» About this task
All that is needed is an exact copy of the lines from the beginning of the data below through the line containing "Your task is to detect sky", minus the pictures.

Text-to-region grounding data
+ + + +
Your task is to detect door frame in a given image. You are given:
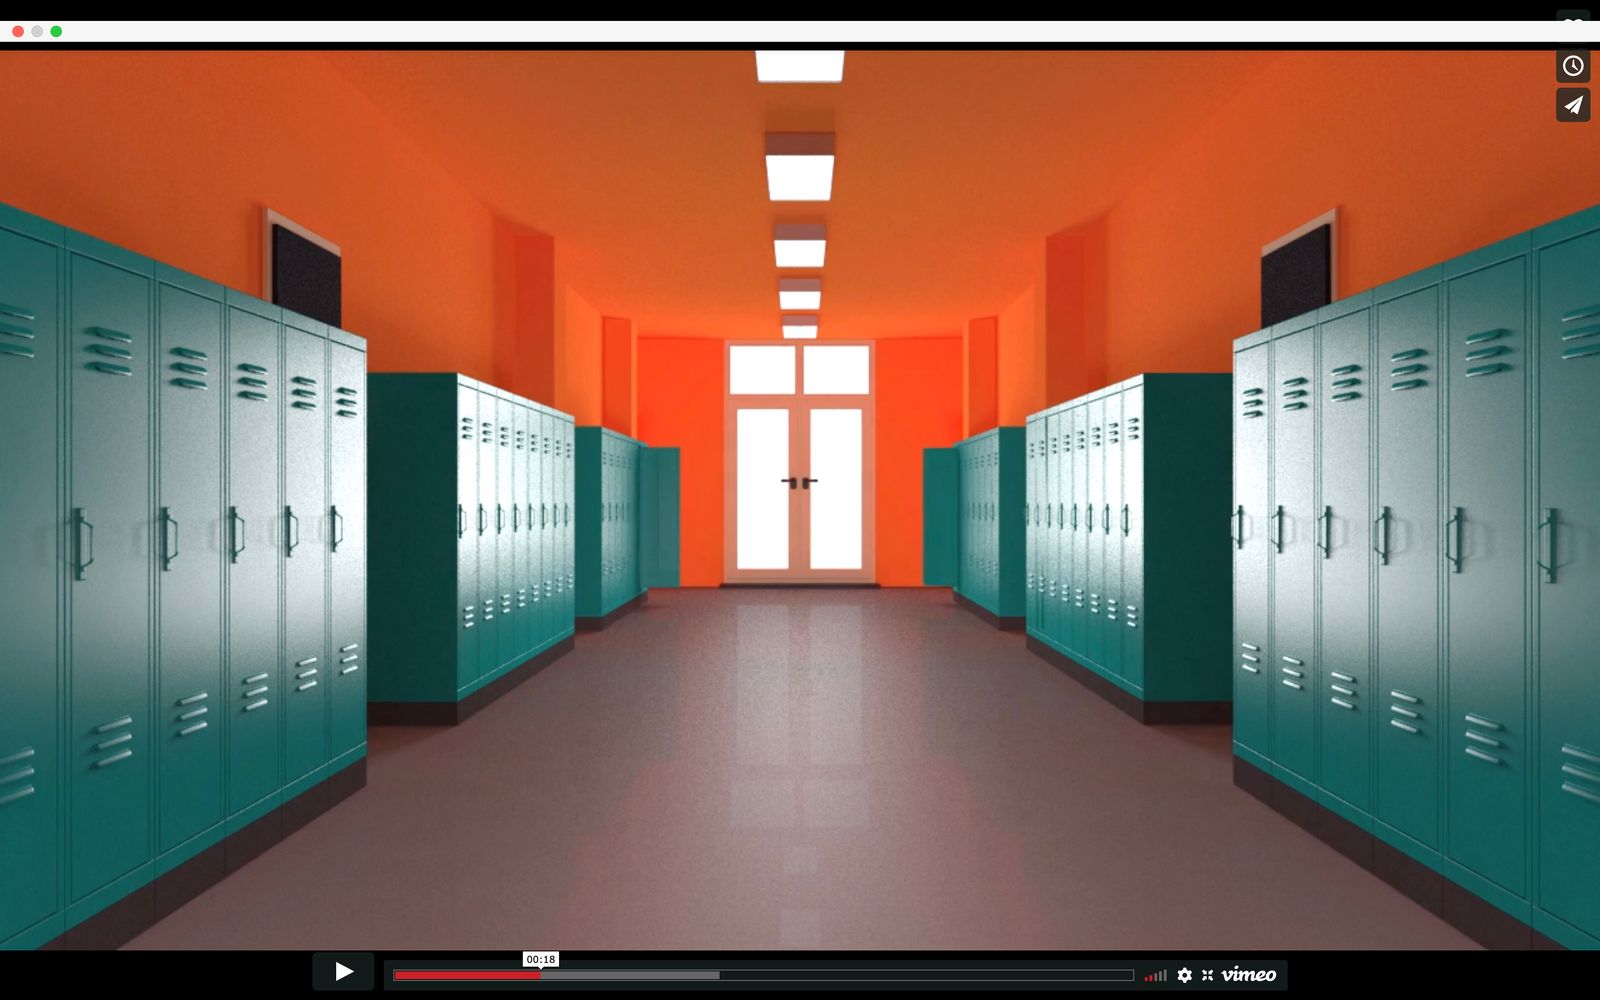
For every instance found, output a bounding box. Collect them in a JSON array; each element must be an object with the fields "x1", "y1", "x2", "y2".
[{"x1": 722, "y1": 341, "x2": 876, "y2": 584}]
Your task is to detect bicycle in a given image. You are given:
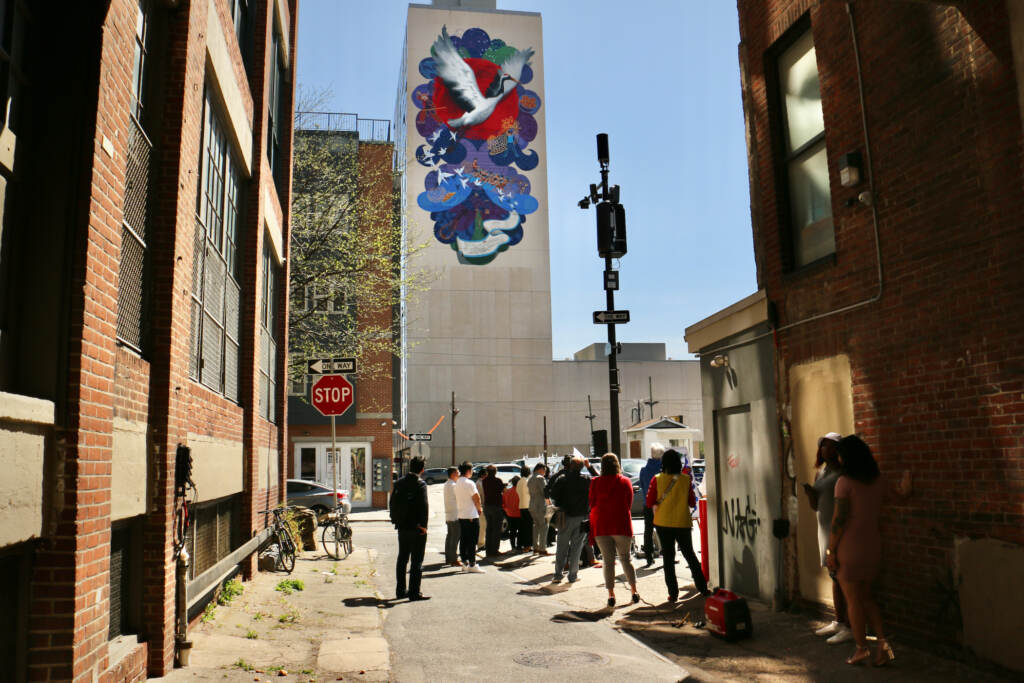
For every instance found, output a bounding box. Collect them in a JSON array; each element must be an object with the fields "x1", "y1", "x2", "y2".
[
  {"x1": 321, "y1": 505, "x2": 353, "y2": 560},
  {"x1": 260, "y1": 508, "x2": 297, "y2": 573}
]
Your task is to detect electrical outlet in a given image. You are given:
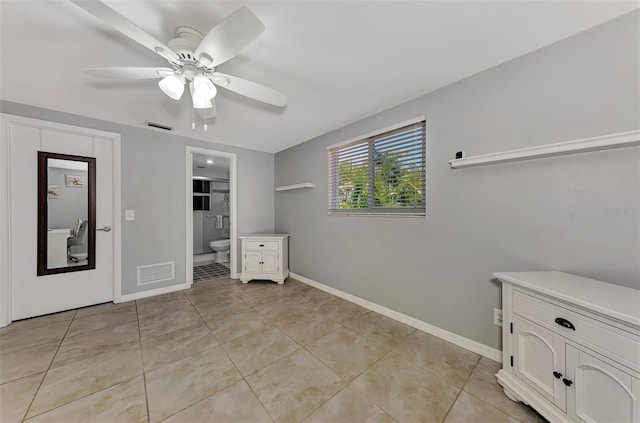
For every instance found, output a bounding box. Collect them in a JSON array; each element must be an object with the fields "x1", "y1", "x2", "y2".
[{"x1": 494, "y1": 308, "x2": 503, "y2": 326}]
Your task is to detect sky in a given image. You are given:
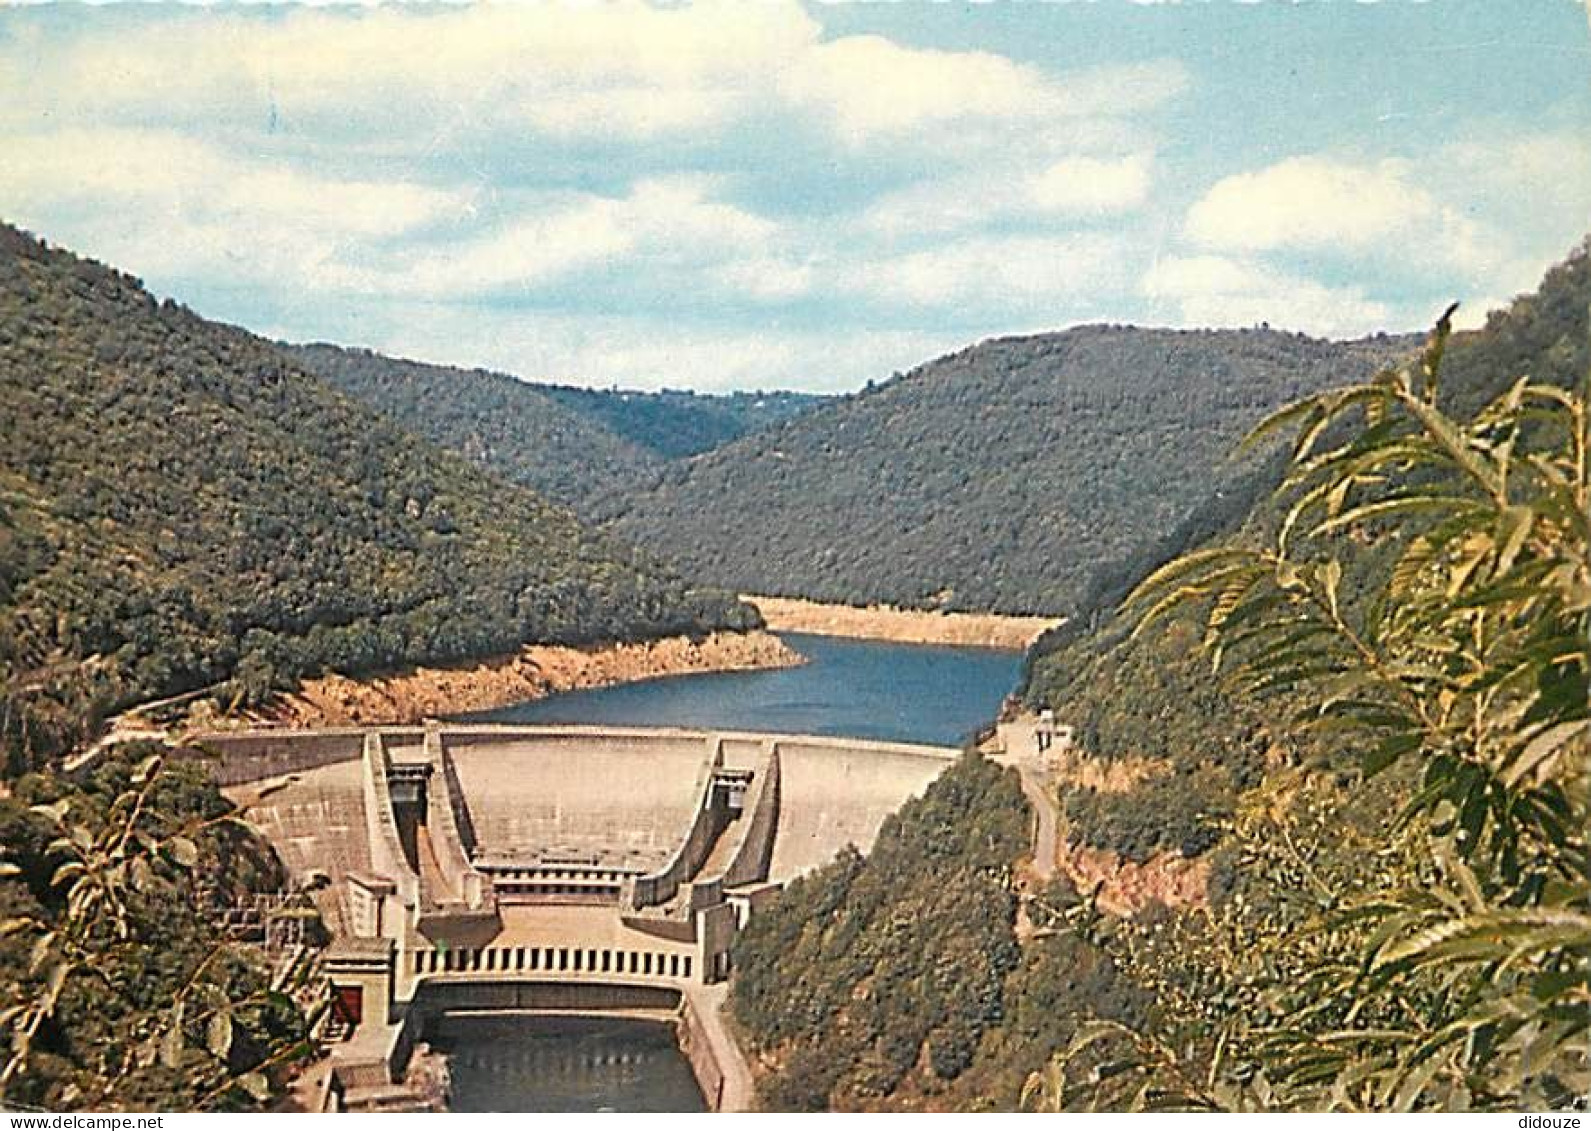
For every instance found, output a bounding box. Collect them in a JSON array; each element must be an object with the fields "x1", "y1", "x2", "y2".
+ + + +
» Response box
Your task is to detect door frame in a given image. You are given:
For every instance found, output a bounding box. Collect them in a JSON array; each element must be an object with the fields "x1", "y1", "x2", "y2".
[{"x1": 722, "y1": 341, "x2": 876, "y2": 584}]
Your task is to detect bicycle in a given image. You are given:
For every instance found, output a bounding box. Collect them in a JSON array; each element must be an object with the fields "x1", "y1", "x2", "y2".
[
  {"x1": 321, "y1": 505, "x2": 353, "y2": 560},
  {"x1": 260, "y1": 508, "x2": 297, "y2": 573}
]
Your task is to detect electrical outlet in a given image. You are given:
For every instance found, output a bounding box. Collect them in a JSON array; each element must be an object with the fields "x1", "y1", "x2", "y2".
[{"x1": 494, "y1": 308, "x2": 503, "y2": 326}]
Your task is to detect sky in a given image. You are given:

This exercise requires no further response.